**What to work on**
Lines below that hold the word "brown" must be copied in full.

**Source records**

-- Opening Marker --

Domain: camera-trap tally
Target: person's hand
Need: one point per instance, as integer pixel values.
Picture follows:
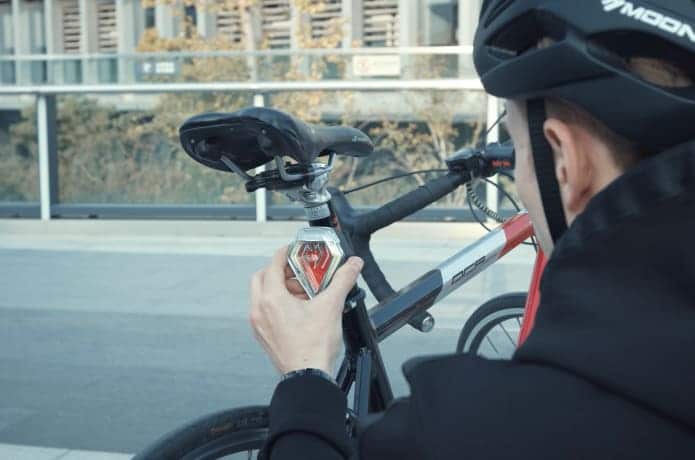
(295, 331)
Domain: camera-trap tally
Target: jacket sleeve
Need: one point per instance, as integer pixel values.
(307, 421)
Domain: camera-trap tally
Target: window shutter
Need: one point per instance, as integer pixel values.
(71, 26)
(275, 16)
(380, 18)
(321, 21)
(107, 33)
(228, 22)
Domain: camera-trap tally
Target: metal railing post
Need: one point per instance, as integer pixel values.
(47, 143)
(493, 112)
(261, 194)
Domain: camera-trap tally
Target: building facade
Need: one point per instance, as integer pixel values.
(30, 29)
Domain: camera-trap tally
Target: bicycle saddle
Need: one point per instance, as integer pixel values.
(254, 136)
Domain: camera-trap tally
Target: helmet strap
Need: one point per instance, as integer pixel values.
(544, 163)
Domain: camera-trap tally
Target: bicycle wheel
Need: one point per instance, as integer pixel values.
(229, 434)
(492, 330)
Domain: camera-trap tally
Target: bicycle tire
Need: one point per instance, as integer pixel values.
(213, 436)
(489, 315)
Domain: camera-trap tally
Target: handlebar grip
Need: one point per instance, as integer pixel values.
(411, 202)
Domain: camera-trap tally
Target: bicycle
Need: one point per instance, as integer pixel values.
(252, 137)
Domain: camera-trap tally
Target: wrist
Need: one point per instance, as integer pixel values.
(308, 371)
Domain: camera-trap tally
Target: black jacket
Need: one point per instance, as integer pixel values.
(608, 371)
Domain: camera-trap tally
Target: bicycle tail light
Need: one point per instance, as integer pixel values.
(314, 256)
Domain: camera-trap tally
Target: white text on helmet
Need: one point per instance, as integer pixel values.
(650, 17)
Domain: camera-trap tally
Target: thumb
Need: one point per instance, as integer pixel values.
(344, 279)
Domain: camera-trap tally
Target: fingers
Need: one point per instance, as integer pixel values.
(288, 272)
(344, 279)
(256, 288)
(296, 289)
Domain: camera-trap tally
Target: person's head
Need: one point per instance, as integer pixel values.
(599, 93)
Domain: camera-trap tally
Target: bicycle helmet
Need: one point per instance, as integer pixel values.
(586, 65)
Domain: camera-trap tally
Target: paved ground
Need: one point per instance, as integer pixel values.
(111, 334)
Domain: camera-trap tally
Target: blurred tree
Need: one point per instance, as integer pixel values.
(111, 156)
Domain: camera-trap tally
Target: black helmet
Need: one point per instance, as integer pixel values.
(585, 65)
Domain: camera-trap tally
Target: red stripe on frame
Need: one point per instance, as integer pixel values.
(516, 230)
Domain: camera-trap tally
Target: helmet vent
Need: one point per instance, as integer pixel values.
(495, 11)
(518, 37)
(628, 45)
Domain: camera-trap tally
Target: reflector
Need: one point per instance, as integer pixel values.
(314, 257)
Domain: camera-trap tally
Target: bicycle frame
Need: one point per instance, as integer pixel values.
(363, 330)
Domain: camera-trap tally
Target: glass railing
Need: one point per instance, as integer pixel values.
(18, 151)
(119, 145)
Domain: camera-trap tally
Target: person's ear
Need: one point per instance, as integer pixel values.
(572, 164)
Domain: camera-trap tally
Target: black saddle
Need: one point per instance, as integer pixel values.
(253, 136)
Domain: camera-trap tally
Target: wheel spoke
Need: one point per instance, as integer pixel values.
(487, 337)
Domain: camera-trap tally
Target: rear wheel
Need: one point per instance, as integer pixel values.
(231, 434)
(492, 331)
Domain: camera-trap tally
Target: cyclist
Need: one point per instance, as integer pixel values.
(601, 109)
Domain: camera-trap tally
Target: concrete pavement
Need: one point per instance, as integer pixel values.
(113, 332)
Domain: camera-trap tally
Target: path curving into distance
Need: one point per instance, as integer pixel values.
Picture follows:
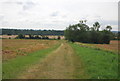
(60, 64)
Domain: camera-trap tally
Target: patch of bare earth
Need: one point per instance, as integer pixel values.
(13, 47)
(60, 64)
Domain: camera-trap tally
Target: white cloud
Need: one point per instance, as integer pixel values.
(56, 14)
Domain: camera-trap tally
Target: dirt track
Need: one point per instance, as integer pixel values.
(60, 64)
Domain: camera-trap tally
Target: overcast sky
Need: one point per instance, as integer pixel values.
(57, 14)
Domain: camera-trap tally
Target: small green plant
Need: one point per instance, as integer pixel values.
(99, 64)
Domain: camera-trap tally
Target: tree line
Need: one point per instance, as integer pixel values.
(32, 32)
(21, 36)
(81, 32)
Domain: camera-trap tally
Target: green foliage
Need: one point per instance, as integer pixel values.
(98, 64)
(20, 36)
(12, 68)
(83, 33)
(32, 32)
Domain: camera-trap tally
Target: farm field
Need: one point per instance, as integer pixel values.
(56, 59)
(113, 46)
(11, 48)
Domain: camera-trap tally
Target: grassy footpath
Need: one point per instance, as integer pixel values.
(98, 64)
(12, 68)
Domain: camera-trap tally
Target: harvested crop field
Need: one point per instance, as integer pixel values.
(13, 47)
(113, 46)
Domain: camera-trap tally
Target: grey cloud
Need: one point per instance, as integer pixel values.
(28, 5)
(54, 14)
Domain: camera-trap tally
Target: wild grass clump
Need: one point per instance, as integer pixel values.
(98, 64)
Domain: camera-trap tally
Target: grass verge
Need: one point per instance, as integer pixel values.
(12, 68)
(99, 64)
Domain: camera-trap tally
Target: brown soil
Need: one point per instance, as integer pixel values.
(13, 47)
(60, 64)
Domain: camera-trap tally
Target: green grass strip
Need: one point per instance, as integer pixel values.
(15, 66)
(99, 64)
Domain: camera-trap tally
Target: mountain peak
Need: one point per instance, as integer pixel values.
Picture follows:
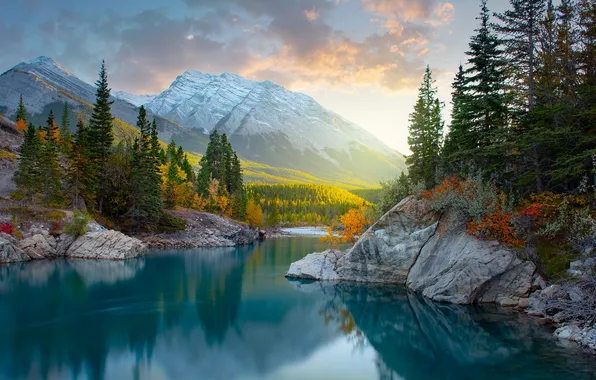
(44, 62)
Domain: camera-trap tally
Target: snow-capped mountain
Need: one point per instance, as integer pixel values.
(45, 85)
(270, 124)
(265, 123)
(137, 100)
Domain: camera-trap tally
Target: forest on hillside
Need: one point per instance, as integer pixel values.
(303, 204)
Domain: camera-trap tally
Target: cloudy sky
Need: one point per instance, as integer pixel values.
(361, 58)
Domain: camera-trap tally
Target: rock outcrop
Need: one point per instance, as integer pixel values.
(203, 230)
(410, 245)
(107, 245)
(101, 245)
(9, 251)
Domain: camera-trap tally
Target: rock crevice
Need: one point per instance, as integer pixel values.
(411, 245)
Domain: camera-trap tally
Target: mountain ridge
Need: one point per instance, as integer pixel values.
(265, 122)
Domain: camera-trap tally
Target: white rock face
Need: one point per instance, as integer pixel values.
(108, 245)
(316, 266)
(406, 246)
(39, 246)
(10, 252)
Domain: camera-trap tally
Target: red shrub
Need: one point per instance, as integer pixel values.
(7, 228)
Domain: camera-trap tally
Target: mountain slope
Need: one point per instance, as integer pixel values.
(46, 85)
(269, 124)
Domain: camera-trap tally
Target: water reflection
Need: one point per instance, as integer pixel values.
(229, 313)
(415, 338)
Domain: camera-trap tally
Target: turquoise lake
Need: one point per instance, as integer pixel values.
(229, 313)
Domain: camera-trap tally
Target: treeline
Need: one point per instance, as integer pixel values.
(128, 183)
(310, 204)
(524, 104)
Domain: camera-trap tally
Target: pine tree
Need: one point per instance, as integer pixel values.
(426, 132)
(172, 180)
(21, 118)
(52, 132)
(21, 110)
(65, 135)
(145, 179)
(100, 134)
(459, 142)
(520, 33)
(50, 172)
(79, 177)
(487, 104)
(28, 170)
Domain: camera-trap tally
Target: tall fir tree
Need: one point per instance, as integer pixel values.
(487, 103)
(426, 132)
(21, 117)
(101, 134)
(145, 180)
(459, 142)
(28, 169)
(79, 177)
(50, 171)
(65, 135)
(519, 29)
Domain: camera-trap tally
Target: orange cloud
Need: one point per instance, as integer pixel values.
(311, 14)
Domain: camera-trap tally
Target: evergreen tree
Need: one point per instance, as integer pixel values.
(520, 34)
(426, 132)
(145, 179)
(50, 172)
(21, 118)
(79, 177)
(21, 111)
(100, 134)
(172, 180)
(27, 173)
(459, 142)
(487, 104)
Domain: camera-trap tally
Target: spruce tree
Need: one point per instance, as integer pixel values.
(50, 171)
(519, 30)
(460, 141)
(487, 104)
(21, 111)
(145, 179)
(65, 135)
(100, 134)
(21, 118)
(79, 177)
(426, 132)
(28, 169)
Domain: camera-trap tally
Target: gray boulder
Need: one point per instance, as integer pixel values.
(9, 252)
(316, 266)
(107, 245)
(458, 268)
(411, 245)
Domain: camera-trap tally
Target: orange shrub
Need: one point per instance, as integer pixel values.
(499, 226)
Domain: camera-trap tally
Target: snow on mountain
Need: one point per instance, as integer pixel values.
(137, 100)
(239, 106)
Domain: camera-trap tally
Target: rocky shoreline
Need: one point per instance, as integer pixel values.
(203, 230)
(433, 255)
(99, 244)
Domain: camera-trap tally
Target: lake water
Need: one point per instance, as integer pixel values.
(229, 313)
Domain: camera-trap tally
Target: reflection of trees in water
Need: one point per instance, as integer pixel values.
(415, 338)
(65, 321)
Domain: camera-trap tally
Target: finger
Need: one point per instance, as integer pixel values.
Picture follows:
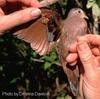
(18, 17)
(1, 12)
(93, 39)
(72, 57)
(48, 2)
(95, 51)
(86, 56)
(2, 3)
(34, 3)
(73, 63)
(73, 47)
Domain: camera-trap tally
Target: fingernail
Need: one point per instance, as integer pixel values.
(35, 12)
(82, 46)
(68, 58)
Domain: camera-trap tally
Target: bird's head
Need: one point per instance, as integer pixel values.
(77, 12)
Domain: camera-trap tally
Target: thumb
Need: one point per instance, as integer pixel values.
(18, 17)
(86, 56)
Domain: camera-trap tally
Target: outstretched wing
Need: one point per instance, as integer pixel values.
(42, 32)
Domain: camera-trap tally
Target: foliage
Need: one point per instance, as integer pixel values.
(23, 70)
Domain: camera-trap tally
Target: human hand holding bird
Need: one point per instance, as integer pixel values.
(50, 31)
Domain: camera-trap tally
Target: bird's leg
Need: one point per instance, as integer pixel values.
(72, 77)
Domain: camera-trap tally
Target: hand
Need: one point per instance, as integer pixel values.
(87, 48)
(16, 12)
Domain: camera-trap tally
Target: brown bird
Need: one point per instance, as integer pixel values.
(50, 31)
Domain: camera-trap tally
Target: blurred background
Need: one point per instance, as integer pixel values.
(23, 70)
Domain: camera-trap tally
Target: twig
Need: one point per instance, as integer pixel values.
(42, 61)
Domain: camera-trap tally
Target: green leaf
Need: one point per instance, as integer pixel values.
(14, 80)
(47, 65)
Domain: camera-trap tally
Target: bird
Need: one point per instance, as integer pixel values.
(49, 31)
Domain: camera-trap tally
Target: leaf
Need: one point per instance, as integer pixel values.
(14, 80)
(47, 65)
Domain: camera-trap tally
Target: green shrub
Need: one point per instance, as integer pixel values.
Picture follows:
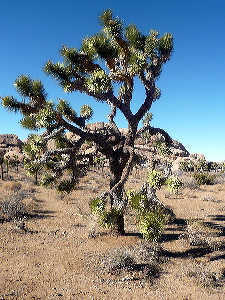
(173, 183)
(204, 178)
(155, 179)
(137, 200)
(97, 206)
(105, 218)
(151, 225)
(65, 186)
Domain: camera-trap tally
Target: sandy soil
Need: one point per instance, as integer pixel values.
(55, 258)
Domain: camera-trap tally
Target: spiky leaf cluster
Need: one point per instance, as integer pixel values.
(98, 82)
(86, 112)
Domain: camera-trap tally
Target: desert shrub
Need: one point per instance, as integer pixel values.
(12, 206)
(12, 186)
(219, 178)
(190, 182)
(155, 179)
(173, 183)
(65, 187)
(97, 205)
(106, 218)
(204, 178)
(137, 200)
(151, 220)
(205, 278)
(137, 262)
(151, 225)
(202, 235)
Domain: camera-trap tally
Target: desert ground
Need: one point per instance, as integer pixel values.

-- Closing Marker --

**Your response**
Target: brown soil
Target: brown bird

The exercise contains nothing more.